- 本文

***

村上春樹ファン新参者の私にとっては、素晴らしく貴重な本でした。


村上氏は物語を語るということについて、次のように言っています。

「物語を語るというのは、言い換えれば、意識の下部に自ら下っていくことです。
心の闇の底に下降していくことです。
大きな物語を語ろうとすればするほど、
作家はより深いところまで降りていかなくてはなりません。」


ここのところが、村上氏も敬愛する河合隼雄先生の説く「物語」論と重なるところ。
そして、これこそが、世界中で村上春樹が愛されている理由なのだろうと思います。


つまり、村上作品には読んでいても説明の付かない部分が結構ありますよね。
けれど、村上氏が降りていった深い深い井戸の底って、
私たち自身の心の井戸の底とどこかでつながっているのではないでしょうか。

***

- 課題 1
村上春樹の物語論を取り上げた本文について、次の(a)〜(c)は本文の内容と一致していますか。(a) 村上氏は、大きな物語を語ろうとするほど、作家はより深いところまで降りていかなければならないと述べている。(b) 筆者は長年の村上春樹ファンである。(c) 筆者は、村上作品には説明の付かない部分がほとんどないと述べている。それぞれ「はい」か「いいえ」で答え、判断の決め手となる本文の語句をそのまま引用してください。
- 課題 2
村上春樹の物語論を取り上げた本文のうち、「大きな物語を語ろうとすればするほど、」から「つまり、村上作品には読んでいても説明の付かない部分が結構ありますよね。」までを、一字一句そのまま書き写してください。
これらのレコードは、本文とは別の出典から取られたものです。

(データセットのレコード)

***

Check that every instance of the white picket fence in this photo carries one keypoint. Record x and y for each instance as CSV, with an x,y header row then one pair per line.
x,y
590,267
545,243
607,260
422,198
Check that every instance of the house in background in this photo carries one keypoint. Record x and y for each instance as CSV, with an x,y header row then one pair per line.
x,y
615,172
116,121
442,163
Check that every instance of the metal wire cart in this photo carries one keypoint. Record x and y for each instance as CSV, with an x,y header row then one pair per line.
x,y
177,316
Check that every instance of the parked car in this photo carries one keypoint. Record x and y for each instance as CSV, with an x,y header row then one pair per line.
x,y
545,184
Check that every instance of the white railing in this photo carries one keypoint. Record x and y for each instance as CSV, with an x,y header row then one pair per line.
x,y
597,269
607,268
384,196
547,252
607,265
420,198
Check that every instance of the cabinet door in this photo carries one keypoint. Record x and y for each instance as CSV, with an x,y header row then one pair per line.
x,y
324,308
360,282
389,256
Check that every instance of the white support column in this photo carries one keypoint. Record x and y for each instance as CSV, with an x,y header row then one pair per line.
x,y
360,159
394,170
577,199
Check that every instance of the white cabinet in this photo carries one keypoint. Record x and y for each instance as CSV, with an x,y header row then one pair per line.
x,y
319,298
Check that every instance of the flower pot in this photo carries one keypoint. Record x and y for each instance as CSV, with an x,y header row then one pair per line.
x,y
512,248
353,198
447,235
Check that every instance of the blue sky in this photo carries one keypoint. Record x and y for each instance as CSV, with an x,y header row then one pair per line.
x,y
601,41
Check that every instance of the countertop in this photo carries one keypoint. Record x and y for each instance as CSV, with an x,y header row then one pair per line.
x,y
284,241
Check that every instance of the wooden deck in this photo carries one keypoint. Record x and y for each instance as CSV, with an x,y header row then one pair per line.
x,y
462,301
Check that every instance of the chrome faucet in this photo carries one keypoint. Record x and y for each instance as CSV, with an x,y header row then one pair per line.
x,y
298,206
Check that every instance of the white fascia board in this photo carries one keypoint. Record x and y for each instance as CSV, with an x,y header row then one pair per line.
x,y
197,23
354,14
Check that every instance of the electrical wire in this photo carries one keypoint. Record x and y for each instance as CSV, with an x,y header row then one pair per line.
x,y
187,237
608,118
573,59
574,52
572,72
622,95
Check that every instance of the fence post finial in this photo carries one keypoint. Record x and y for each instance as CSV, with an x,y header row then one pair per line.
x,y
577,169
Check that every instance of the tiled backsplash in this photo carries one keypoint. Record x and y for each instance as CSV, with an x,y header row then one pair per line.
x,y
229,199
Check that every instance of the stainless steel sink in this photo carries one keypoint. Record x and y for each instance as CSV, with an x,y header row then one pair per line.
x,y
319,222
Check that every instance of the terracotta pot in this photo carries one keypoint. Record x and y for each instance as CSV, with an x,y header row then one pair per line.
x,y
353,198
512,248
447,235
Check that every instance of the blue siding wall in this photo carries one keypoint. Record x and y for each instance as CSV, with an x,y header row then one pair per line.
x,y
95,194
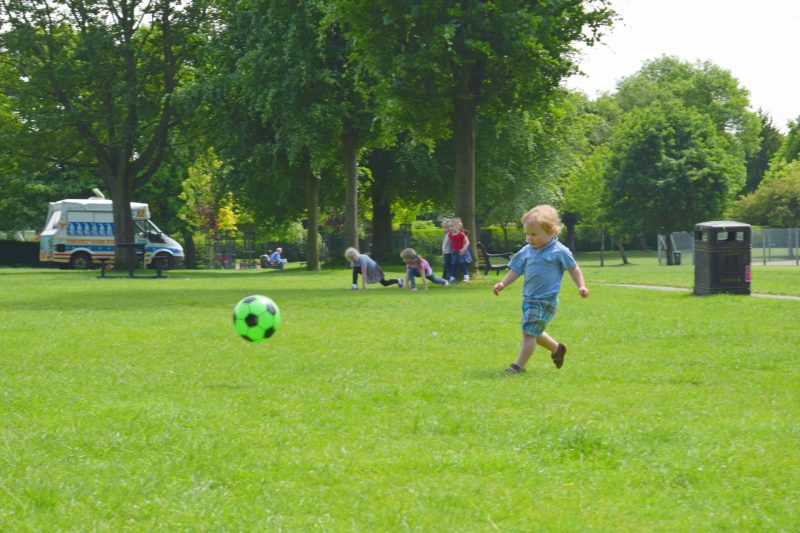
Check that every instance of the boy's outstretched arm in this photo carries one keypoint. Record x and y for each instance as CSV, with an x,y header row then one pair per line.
x,y
577,278
508,279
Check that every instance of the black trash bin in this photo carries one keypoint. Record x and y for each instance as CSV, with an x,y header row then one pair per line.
x,y
722,257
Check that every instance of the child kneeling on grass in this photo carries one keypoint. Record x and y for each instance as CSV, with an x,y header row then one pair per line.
x,y
542,263
416,265
369,270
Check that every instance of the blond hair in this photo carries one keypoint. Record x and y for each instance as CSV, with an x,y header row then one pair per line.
x,y
409,254
546,216
351,254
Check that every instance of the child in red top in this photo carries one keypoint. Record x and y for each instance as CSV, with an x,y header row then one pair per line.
x,y
459,243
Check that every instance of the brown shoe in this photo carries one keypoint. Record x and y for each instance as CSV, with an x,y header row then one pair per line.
x,y
558,355
515,369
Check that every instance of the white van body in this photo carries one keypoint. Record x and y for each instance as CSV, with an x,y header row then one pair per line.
x,y
81,233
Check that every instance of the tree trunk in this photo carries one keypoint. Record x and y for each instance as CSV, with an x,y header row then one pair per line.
x,y
464,139
670,250
602,245
622,254
312,238
351,190
570,220
124,234
381,220
189,249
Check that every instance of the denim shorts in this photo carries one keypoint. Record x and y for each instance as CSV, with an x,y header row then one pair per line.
x,y
536,314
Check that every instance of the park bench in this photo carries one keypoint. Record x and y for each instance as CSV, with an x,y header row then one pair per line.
x,y
491,262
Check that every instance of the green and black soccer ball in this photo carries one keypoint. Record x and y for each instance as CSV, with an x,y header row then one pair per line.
x,y
256,318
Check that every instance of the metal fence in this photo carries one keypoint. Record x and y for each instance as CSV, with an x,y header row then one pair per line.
x,y
770,246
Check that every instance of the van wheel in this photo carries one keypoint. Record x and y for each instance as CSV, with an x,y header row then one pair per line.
x,y
165,261
80,261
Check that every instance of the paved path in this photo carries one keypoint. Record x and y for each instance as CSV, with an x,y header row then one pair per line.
x,y
682,289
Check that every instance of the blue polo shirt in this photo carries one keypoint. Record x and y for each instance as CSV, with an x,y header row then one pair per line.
x,y
543,269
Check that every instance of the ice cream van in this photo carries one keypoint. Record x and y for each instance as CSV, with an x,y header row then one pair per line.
x,y
80,233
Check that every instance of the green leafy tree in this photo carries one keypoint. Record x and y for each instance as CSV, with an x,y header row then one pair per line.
x,y
776,202
707,89
790,147
304,109
668,168
770,140
440,62
94,84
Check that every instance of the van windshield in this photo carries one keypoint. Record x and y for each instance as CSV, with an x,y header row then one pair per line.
x,y
150,231
54,218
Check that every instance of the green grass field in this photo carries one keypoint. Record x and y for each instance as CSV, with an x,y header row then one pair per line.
x,y
132,405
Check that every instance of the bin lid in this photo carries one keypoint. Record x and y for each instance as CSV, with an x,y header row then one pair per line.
x,y
722,225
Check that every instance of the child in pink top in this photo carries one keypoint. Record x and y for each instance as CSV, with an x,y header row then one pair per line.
x,y
459,243
416,265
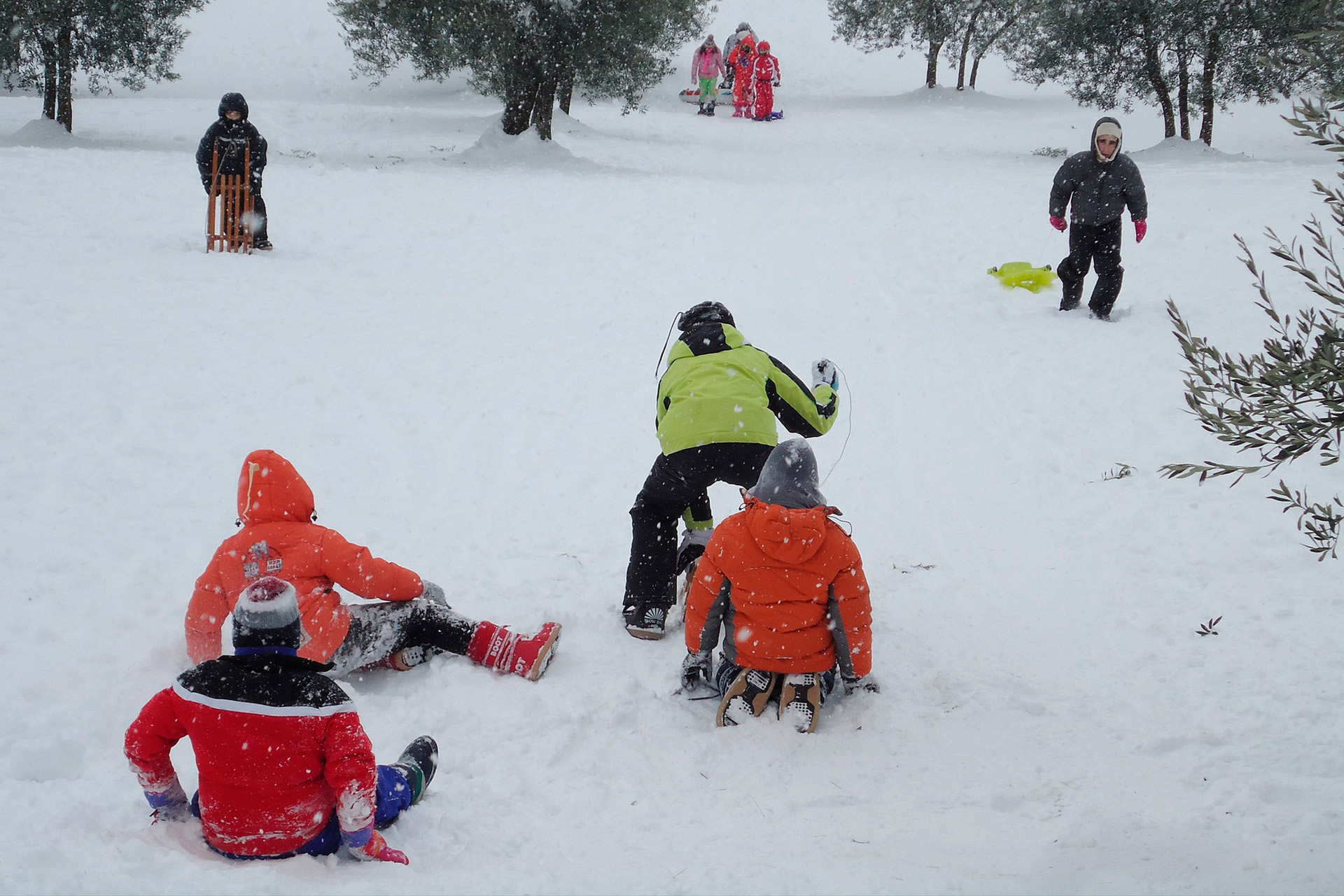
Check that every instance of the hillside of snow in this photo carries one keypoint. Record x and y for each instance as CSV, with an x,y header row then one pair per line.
x,y
454,342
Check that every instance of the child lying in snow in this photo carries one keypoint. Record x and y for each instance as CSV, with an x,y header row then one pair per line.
x,y
409,622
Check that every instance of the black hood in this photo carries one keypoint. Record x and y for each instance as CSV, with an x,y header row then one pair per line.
x,y
1120,136
233,102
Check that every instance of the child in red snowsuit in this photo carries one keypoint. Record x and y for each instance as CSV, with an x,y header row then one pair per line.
x,y
405,622
741,59
284,764
765,76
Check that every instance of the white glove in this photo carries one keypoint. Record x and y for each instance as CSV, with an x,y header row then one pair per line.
x,y
433,593
824,374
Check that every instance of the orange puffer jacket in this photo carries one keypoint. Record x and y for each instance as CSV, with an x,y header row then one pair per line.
x,y
773,577
279,538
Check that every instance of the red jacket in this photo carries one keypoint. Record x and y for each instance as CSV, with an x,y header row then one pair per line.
x,y
279,747
772,577
279,538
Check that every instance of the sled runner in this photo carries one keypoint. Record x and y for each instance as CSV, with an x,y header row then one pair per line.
x,y
676,614
1025,274
229,214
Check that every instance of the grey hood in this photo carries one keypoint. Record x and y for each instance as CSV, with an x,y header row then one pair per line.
x,y
790,477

***

- 解答 1
(a) はい。「作家はより深いところまで降りていかなくてはなりません」
(b) いいえ。「村上春樹ファン新参者の私にとっては」
(c) いいえ。「村上作品には読んでいても説明の付かない部分が結構ありますよね」

- 解答 2
大きな物語を語ろうとすればするほど、
作家はより深いところまで降りていかなくてはなりません。」


ここのところが、村上氏も敬愛する河合隼雄先生の説く「物語」論と重なるところ。
そして、これこそが、世界中で村上春樹が愛されている理由なのだろうと思います。


つまり、村上作品には読んでいても説明の付かない部分が結構ありますよね。